Data records
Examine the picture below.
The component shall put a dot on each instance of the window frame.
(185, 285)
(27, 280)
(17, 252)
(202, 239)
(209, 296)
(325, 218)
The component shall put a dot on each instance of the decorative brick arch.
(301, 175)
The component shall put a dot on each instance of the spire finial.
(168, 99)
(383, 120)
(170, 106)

==

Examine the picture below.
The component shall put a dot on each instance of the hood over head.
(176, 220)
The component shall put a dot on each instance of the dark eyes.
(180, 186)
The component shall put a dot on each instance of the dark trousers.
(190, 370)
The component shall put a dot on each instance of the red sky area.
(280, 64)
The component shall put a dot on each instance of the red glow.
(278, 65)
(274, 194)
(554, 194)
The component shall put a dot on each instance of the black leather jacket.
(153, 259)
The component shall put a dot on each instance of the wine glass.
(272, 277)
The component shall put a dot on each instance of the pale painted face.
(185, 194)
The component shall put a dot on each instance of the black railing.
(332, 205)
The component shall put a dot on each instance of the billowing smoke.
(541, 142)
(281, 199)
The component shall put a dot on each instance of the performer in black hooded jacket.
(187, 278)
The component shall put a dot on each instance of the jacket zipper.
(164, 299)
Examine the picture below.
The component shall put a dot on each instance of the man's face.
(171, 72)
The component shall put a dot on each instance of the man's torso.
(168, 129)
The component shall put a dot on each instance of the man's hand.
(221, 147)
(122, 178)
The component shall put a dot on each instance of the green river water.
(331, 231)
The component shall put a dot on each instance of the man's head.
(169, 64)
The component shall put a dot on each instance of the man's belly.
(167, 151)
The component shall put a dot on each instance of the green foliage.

What is being asked: Only one stretch of the entries above is wanted: the lines from the one containing "the man's belly." through the one containing "the green foliage.". Please reproduce it exactly.

Answer to this problem:
The component shall put a dot on each instance of the man's belly.
(167, 151)
The component shall put a dot on each instance of the green foliage.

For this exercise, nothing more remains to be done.